Start of INPUT MATERIAL

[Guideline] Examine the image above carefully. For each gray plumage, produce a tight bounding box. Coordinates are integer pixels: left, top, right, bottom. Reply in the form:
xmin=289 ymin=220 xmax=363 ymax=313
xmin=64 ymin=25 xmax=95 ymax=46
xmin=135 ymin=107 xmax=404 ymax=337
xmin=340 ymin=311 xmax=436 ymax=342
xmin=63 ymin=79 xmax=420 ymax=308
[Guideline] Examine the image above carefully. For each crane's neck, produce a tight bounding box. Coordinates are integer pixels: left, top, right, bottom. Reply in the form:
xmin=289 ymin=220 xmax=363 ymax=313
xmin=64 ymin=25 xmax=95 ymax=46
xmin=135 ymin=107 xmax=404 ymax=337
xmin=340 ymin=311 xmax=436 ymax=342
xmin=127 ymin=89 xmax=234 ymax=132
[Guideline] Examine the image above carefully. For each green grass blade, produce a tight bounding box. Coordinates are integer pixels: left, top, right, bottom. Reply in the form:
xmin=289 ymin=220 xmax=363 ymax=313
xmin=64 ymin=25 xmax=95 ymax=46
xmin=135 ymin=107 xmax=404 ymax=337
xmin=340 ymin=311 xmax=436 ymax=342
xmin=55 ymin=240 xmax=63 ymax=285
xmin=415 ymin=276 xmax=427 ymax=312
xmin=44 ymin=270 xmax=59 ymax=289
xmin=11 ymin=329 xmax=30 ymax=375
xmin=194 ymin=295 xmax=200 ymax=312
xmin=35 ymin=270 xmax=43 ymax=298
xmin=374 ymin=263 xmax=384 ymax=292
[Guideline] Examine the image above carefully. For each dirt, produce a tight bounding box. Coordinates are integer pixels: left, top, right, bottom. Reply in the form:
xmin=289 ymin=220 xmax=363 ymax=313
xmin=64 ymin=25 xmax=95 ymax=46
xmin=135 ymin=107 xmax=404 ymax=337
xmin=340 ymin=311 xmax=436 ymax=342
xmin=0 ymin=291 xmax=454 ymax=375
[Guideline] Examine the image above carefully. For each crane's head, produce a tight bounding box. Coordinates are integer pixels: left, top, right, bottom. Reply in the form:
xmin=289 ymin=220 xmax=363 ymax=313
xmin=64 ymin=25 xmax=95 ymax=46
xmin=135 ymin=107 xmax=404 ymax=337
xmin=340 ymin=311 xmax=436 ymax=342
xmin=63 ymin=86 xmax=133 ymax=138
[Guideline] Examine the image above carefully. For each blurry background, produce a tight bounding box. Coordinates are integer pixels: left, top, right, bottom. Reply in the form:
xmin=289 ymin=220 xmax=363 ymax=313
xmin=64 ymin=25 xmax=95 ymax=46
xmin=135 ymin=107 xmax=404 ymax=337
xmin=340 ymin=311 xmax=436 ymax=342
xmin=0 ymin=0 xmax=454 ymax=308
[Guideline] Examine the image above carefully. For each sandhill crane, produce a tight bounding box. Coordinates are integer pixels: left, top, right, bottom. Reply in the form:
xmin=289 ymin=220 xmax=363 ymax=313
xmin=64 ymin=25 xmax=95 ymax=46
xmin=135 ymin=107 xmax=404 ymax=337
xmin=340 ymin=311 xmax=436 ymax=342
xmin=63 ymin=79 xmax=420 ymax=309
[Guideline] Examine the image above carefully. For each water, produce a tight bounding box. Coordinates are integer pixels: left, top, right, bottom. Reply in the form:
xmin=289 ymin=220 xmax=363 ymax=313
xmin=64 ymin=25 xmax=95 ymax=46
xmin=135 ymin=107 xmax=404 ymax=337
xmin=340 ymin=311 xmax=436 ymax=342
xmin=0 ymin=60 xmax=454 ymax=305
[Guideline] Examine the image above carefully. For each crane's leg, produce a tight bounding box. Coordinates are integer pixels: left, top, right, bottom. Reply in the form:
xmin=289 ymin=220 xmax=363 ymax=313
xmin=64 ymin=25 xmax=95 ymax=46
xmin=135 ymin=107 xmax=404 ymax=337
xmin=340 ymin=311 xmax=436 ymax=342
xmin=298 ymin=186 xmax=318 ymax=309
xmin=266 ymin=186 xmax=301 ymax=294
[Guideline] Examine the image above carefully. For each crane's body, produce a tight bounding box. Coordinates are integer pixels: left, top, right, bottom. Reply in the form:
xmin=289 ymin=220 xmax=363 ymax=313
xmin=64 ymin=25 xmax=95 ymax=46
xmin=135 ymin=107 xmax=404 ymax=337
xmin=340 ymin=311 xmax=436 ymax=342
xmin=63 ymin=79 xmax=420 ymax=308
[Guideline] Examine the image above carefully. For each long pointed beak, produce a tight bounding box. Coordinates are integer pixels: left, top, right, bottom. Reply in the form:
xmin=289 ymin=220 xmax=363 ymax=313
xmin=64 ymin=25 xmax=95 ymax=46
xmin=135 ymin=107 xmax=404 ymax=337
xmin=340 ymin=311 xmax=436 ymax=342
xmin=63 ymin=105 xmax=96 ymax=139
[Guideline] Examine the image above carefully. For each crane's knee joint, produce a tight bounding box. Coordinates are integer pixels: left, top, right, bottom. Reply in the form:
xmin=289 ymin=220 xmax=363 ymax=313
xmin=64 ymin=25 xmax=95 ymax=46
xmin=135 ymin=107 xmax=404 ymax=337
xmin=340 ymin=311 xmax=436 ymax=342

End of INPUT MATERIAL

**CHALLENGE:** Please write out all of the rows above again, swapping "tight bounding box" for "close-fitting bounding box" everywhere and leaving everything else unchanged.

**SOLUTION FOR THIS TASK:**
[Guideline] Examine the image above carefully. For each gray plumage, produce a close-fitting bounding box. Coordinates are integer pixels: left, top, right, bottom. Reply in the form:
xmin=289 ymin=220 xmax=363 ymax=313
xmin=64 ymin=25 xmax=95 ymax=46
xmin=135 ymin=107 xmax=404 ymax=337
xmin=340 ymin=311 xmax=436 ymax=342
xmin=63 ymin=79 xmax=420 ymax=308
[Guideline] Examine the image above carefully. For each crane's neck, produce a close-fitting bounding box. Coordinates are integer pixels: left, top, right, bottom. Reply in the form:
xmin=289 ymin=220 xmax=363 ymax=313
xmin=64 ymin=25 xmax=95 ymax=46
xmin=135 ymin=107 xmax=404 ymax=337
xmin=340 ymin=311 xmax=436 ymax=342
xmin=127 ymin=89 xmax=234 ymax=132
[Guideline] Examine the image above carefully. For each green grass blade, produce a close-fitting bounding box. Coordinates are integer pixels: left, top, right, bottom. Reply in the form:
xmin=289 ymin=220 xmax=363 ymax=313
xmin=64 ymin=25 xmax=95 ymax=46
xmin=135 ymin=107 xmax=404 ymax=337
xmin=340 ymin=311 xmax=436 ymax=342
xmin=55 ymin=240 xmax=63 ymax=285
xmin=415 ymin=276 xmax=427 ymax=312
xmin=44 ymin=270 xmax=59 ymax=289
xmin=11 ymin=329 xmax=30 ymax=375
xmin=194 ymin=295 xmax=200 ymax=312
xmin=35 ymin=270 xmax=43 ymax=298
xmin=374 ymin=263 xmax=384 ymax=292
[Guideline] Examine the image above carefully. For each dirt, produce a close-fitting bounding box. Coordinates are integer pixels: left, top, right, bottom. Reply in the form:
xmin=289 ymin=220 xmax=363 ymax=313
xmin=64 ymin=25 xmax=95 ymax=46
xmin=135 ymin=107 xmax=404 ymax=337
xmin=340 ymin=311 xmax=436 ymax=342
xmin=0 ymin=291 xmax=454 ymax=375
[Guideline] Examine the image above carefully. For each crane's head, produce a close-fitting bounding box. Coordinates are integer pixels: left, top, right, bottom. Reply in the form:
xmin=289 ymin=220 xmax=363 ymax=313
xmin=64 ymin=25 xmax=95 ymax=46
xmin=135 ymin=107 xmax=404 ymax=337
xmin=340 ymin=311 xmax=436 ymax=342
xmin=63 ymin=86 xmax=133 ymax=138
[Guideline] Examine the image above carefully. For each blurry background, produce a close-fitting bounding box. Coordinates are integer pixels: left, top, right, bottom. Reply in the form:
xmin=289 ymin=220 xmax=363 ymax=313
xmin=64 ymin=25 xmax=95 ymax=46
xmin=135 ymin=107 xmax=404 ymax=337
xmin=340 ymin=311 xmax=436 ymax=342
xmin=0 ymin=0 xmax=454 ymax=308
[Guideline] Examine the image above carefully. For each sandhill crane, produce a close-fitting bounding box. Coordinates are integer pixels: left, top, right, bottom. Reply in the form:
xmin=289 ymin=220 xmax=363 ymax=313
xmin=64 ymin=25 xmax=95 ymax=46
xmin=135 ymin=107 xmax=404 ymax=337
xmin=340 ymin=311 xmax=436 ymax=342
xmin=63 ymin=79 xmax=420 ymax=309
[Guideline] Examine the image above carefully. For each water, produce a close-fitting bounding box. Coordinates are integer pixels: left, top, right, bottom. Reply in the form:
xmin=289 ymin=220 xmax=363 ymax=313
xmin=64 ymin=25 xmax=95 ymax=46
xmin=135 ymin=107 xmax=404 ymax=337
xmin=340 ymin=311 xmax=436 ymax=342
xmin=0 ymin=60 xmax=454 ymax=305
[Guideline] Examine the image above carefully. For each crane's leg, produce a close-fitting bounding box. Coordinates are integer pixels: left, top, right, bottom. Reply in the form:
xmin=289 ymin=220 xmax=363 ymax=313
xmin=64 ymin=25 xmax=95 ymax=46
xmin=135 ymin=107 xmax=404 ymax=337
xmin=340 ymin=311 xmax=436 ymax=342
xmin=298 ymin=186 xmax=318 ymax=309
xmin=266 ymin=186 xmax=301 ymax=294
[Guideline] Examine the image above carefully. For each crane's body, produce a close-fitting bounding box. Coordinates are integer pixels: left, top, right, bottom. Reply in the form:
xmin=289 ymin=220 xmax=363 ymax=313
xmin=64 ymin=25 xmax=95 ymax=46
xmin=135 ymin=107 xmax=404 ymax=337
xmin=340 ymin=311 xmax=436 ymax=342
xmin=63 ymin=79 xmax=420 ymax=308
[Guideline] Examine the image above carefully. For each long pointed beak, produce a close-fitting bounding box. Coordinates are integer pixels: left, top, right, bottom. Reply in the form:
xmin=289 ymin=220 xmax=363 ymax=313
xmin=64 ymin=25 xmax=95 ymax=46
xmin=135 ymin=107 xmax=404 ymax=337
xmin=340 ymin=311 xmax=436 ymax=342
xmin=63 ymin=105 xmax=96 ymax=139
[Guideline] Examine the image above carefully. For each crane's knee joint, produce a close-fitting bounding box. Coordinates are integer pixels: left, top, right, bottom. Reply in the form:
xmin=289 ymin=220 xmax=363 ymax=313
xmin=64 ymin=25 xmax=95 ymax=46
xmin=135 ymin=107 xmax=404 ymax=337
xmin=340 ymin=311 xmax=436 ymax=342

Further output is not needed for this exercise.